Collected data
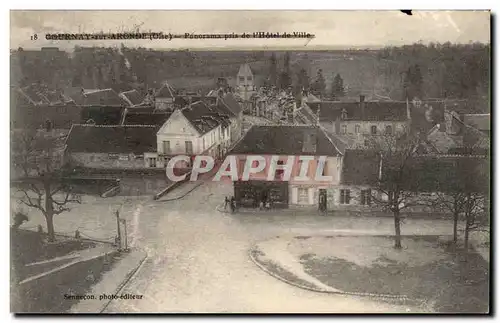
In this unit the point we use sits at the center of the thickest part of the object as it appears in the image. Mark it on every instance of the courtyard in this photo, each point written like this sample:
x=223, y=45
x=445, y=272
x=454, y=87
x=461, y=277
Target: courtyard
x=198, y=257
--
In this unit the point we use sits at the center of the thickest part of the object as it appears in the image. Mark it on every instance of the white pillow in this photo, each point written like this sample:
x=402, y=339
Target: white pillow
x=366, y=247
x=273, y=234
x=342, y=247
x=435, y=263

- PROBLEM STATEMENT: Every line of the records above where the string "part" is found should be copied.

- WRITTEN SOLUTION:
In this unit the point we use sits at the center of the thickest part of the object as it appears in the image. Mark it on every instance of the courtyard in this photo, each point written like this sample:
In this unit the point we use sits at the center of the thickest part of the object as it appears in the image. Mark it on every instance of the white pillow in this photo, each point written like this sample:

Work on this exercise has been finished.